— begin AVAILABLE RECORDS —

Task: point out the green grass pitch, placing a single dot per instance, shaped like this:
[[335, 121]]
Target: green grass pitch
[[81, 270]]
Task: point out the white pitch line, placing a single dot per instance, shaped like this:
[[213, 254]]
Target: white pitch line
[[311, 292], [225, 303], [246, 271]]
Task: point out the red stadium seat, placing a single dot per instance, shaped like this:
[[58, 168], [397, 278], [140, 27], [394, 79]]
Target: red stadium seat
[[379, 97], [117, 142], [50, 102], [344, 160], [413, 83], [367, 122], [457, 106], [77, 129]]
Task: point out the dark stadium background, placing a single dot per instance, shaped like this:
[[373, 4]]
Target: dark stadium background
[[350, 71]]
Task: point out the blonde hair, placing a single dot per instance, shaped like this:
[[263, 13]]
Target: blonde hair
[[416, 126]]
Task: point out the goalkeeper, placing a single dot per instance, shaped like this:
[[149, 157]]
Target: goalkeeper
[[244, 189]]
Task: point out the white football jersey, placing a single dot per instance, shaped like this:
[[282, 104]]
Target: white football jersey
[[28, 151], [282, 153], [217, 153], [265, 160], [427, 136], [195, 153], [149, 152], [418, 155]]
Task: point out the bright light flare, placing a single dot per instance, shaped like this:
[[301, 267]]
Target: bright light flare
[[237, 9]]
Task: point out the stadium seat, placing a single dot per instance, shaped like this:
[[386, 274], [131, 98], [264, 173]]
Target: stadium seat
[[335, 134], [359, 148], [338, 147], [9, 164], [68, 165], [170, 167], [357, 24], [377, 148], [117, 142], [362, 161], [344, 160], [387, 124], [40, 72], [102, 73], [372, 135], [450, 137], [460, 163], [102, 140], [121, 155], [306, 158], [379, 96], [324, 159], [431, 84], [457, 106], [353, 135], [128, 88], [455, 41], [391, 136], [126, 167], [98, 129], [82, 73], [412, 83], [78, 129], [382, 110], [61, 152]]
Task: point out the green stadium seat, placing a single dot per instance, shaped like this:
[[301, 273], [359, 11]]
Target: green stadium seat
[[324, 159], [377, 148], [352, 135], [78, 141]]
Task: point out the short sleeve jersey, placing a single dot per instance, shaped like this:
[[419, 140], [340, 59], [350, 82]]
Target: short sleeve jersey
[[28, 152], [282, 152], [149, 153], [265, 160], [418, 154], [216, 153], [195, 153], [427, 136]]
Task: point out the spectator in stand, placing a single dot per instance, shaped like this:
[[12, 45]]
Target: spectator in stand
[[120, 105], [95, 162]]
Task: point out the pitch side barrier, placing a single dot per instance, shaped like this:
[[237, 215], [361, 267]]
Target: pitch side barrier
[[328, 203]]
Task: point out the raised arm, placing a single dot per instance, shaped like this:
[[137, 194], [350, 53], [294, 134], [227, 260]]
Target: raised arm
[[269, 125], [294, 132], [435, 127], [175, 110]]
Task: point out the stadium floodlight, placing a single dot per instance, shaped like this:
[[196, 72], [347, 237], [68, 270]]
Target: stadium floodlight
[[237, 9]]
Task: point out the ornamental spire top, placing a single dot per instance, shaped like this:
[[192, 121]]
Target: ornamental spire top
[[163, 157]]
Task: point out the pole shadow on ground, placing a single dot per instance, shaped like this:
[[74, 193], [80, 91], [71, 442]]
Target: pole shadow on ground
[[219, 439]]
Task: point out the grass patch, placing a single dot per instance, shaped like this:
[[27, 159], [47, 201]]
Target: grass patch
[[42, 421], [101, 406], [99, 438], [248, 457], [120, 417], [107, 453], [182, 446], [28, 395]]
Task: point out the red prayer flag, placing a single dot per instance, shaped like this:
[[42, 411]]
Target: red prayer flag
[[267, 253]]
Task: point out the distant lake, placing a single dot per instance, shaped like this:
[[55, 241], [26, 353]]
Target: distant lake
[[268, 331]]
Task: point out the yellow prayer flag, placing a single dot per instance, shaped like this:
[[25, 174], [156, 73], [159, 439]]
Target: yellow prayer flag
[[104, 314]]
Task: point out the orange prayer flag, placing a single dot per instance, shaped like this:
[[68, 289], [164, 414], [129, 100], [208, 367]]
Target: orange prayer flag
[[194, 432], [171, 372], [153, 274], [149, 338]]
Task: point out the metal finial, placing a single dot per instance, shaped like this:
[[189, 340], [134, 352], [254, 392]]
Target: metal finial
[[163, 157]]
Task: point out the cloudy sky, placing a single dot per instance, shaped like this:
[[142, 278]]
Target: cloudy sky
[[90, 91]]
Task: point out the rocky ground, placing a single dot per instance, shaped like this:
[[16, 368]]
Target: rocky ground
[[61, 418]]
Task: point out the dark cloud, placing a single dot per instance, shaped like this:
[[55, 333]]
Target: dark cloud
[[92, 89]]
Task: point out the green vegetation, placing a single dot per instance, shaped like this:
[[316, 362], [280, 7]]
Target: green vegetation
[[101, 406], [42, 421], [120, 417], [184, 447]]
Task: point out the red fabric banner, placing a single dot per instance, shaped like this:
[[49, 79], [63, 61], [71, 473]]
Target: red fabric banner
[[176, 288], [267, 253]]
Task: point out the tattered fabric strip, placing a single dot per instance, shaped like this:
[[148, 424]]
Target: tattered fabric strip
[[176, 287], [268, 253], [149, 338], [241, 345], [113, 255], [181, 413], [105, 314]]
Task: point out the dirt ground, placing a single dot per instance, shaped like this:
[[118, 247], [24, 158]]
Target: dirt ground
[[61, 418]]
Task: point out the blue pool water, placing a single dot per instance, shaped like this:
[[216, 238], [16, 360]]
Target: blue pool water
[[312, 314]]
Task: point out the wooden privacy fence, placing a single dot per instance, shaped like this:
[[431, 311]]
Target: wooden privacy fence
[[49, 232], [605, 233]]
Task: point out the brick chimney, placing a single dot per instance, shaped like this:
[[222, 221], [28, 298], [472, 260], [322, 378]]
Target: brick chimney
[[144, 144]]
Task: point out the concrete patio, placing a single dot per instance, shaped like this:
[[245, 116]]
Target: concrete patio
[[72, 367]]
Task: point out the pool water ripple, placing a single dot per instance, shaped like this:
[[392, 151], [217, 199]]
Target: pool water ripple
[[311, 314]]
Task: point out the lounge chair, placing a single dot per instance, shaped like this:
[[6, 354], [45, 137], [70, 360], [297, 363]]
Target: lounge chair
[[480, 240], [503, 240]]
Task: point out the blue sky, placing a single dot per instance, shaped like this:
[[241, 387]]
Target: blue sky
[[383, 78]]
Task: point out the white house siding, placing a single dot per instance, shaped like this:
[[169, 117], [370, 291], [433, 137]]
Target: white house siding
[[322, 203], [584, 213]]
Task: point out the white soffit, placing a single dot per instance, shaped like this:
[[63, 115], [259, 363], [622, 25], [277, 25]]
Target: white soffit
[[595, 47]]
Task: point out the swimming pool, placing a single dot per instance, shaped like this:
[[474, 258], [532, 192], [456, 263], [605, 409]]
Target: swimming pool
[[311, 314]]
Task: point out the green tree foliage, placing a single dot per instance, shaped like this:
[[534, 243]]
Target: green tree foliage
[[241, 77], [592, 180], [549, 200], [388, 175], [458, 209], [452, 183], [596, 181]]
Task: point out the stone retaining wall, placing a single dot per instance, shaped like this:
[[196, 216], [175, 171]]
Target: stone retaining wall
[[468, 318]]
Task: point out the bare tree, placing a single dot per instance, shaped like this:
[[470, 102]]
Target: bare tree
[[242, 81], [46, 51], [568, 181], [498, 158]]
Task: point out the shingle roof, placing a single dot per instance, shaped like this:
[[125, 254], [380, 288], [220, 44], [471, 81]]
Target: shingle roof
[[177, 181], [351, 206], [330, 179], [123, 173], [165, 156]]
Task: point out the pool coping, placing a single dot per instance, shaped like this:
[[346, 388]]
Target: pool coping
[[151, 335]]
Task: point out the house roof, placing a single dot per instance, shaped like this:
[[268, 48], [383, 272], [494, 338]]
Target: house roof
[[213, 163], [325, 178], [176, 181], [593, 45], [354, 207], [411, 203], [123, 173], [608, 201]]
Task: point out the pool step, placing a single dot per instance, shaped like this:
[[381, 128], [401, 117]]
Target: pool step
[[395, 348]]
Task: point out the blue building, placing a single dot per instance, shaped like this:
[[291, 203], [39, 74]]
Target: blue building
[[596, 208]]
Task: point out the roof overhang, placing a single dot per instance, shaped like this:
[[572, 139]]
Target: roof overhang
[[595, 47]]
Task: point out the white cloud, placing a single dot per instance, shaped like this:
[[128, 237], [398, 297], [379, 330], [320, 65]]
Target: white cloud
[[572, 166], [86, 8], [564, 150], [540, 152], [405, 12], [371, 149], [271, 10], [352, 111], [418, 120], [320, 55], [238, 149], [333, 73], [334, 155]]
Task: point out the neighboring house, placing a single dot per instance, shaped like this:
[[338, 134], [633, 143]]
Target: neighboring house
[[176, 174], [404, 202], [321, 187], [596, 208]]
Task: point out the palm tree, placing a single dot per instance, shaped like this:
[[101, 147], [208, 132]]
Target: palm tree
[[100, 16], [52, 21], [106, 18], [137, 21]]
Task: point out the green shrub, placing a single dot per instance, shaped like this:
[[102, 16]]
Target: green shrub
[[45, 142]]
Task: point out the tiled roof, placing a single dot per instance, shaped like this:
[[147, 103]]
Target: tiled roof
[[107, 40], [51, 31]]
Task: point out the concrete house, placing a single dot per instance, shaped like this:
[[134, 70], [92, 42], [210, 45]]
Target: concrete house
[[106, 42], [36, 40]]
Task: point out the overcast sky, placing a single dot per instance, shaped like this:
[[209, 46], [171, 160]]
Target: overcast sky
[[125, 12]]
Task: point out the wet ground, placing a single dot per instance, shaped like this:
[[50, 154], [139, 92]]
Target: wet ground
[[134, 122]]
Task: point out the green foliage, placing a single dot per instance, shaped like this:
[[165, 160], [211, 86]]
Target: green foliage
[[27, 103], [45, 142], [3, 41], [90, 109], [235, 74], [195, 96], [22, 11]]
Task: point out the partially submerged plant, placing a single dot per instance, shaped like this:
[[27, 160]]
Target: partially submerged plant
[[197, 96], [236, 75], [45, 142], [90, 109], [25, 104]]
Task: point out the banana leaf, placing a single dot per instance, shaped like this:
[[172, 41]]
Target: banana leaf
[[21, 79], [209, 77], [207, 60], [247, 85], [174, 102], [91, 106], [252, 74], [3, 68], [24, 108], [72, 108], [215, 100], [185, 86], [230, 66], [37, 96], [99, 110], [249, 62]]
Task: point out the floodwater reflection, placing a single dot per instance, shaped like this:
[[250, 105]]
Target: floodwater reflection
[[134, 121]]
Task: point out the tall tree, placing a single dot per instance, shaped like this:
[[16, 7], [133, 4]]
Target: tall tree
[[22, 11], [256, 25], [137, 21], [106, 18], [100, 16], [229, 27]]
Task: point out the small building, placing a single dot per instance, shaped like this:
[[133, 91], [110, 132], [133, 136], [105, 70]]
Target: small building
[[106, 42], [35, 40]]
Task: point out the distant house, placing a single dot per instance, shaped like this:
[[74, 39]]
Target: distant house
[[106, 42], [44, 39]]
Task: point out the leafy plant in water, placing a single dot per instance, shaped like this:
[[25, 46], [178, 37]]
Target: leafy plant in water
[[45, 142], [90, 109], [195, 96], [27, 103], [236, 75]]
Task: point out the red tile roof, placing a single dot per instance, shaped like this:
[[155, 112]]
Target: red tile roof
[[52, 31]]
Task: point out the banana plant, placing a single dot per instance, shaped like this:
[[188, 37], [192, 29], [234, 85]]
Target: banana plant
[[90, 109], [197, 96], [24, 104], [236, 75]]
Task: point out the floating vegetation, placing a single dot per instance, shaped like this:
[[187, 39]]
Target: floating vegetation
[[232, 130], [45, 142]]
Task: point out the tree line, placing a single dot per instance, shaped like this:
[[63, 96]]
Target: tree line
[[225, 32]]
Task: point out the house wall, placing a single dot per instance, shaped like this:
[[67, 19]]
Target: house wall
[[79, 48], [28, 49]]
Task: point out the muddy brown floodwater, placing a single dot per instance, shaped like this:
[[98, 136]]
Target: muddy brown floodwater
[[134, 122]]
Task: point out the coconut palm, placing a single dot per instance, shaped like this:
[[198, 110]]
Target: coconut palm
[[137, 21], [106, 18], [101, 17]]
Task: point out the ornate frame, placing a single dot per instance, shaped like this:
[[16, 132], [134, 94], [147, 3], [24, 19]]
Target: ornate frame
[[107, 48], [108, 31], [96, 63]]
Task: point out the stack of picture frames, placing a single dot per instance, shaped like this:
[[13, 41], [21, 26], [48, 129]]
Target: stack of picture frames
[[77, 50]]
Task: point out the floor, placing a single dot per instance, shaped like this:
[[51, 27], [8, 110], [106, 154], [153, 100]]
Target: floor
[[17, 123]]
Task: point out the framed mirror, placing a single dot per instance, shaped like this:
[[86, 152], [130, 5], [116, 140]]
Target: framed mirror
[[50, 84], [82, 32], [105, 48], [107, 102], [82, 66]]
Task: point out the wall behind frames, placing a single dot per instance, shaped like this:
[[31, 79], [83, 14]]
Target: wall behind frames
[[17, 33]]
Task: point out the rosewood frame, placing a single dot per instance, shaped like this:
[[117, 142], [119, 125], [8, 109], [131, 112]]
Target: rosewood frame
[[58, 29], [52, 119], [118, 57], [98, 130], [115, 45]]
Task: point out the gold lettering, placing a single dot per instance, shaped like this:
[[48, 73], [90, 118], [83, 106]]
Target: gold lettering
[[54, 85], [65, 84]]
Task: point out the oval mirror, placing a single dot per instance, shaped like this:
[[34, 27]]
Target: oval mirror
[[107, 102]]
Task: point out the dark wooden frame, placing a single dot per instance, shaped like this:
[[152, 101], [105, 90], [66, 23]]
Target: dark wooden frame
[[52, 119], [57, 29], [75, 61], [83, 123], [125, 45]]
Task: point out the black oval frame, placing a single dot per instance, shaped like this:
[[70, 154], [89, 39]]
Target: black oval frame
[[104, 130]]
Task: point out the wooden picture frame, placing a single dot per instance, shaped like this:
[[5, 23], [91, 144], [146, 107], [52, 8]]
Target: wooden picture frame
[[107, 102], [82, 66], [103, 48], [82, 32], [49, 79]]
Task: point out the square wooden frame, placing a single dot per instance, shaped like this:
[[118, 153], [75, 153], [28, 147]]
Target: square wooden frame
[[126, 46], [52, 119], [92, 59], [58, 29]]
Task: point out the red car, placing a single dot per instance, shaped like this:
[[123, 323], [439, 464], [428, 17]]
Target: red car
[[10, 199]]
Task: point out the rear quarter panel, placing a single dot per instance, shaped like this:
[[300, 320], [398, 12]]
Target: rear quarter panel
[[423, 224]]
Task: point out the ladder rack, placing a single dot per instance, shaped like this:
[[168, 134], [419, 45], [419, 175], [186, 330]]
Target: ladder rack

— end AVAILABLE RECORDS —

Rescale the part of the records that opens with the line containing "Task: point out the bare" and closes with the line containing "[[106, 42], [36, 40]]", both included: reproduce every line, requests included, multiplying each point coordinate in the answers by 0.45 and rounding to whole numbers, with halves rounded up, while leaving the requests and their format samples unchanged.

Task: point out the bare tree, placing a single dot per instance, shaped like this:
[[470, 102]]
Target: bare tree
[[109, 36], [21, 23], [256, 81], [224, 71]]
Task: point out the shingle roof, placing a single dot per instance, shaped like this:
[[125, 254], [380, 288], [220, 44], [471, 81]]
Target: shingle roof
[[80, 81], [158, 93], [149, 81], [55, 78], [74, 70]]
Task: point out the pool coping, placing a single dot per instance, shaped like this:
[[346, 388]]
Target: pool coping
[[68, 151]]
Task: point out the house roof, placing a single dot per instance, shaped like this:
[[268, 48], [383, 272], [494, 338]]
Target: house roof
[[96, 73], [146, 80], [79, 81], [267, 20], [159, 93], [185, 91], [55, 78], [274, 90]]
Task: point out the pool step, placing a single dot per instance, shaped like this:
[[381, 128], [401, 117]]
Target: pool step
[[178, 157]]
Task: point out the blue building, placing a single dot per instance, shaped like this:
[[291, 203], [39, 74]]
Target: blue building
[[268, 94]]
Task: point out the roof overhang, placing a single dot per instance, shaped like this:
[[572, 139]]
Target: roof overhang
[[268, 21]]
Task: point out the white cloud, placing a single dot per instance, shaped like this:
[[128, 237], [398, 297], [379, 330], [320, 65]]
Target: white cloud
[[257, 75], [39, 4], [254, 68], [243, 68], [182, 5], [167, 67], [122, 5], [158, 50], [188, 54], [144, 25], [107, 67], [150, 33], [150, 70]]
Task: point out the neighboring house, placing a single dot per instance, shaped like this:
[[338, 134], [633, 143]]
Target: neighboring house
[[79, 78], [182, 91], [144, 84], [268, 94]]
Task: point out the palm tree, placing a single dot per instance, shaped like this:
[[101, 147], [208, 132]]
Target: palm tree
[[45, 7], [23, 9], [48, 8], [62, 9]]
Task: point out the green shrub, placing a single dot per instance, shaped like this:
[[102, 16]]
Target: green shrub
[[20, 64]]
Task: point out the tiled roof, placing a single dot per instance, shaped like this:
[[147, 103]]
Target: tiled roof
[[48, 18], [23, 14]]
Task: point out the concrete house, placing a single dot per instance, shaped like this:
[[134, 70], [92, 42], [210, 45]]
Target: concrete house
[[48, 19], [16, 18]]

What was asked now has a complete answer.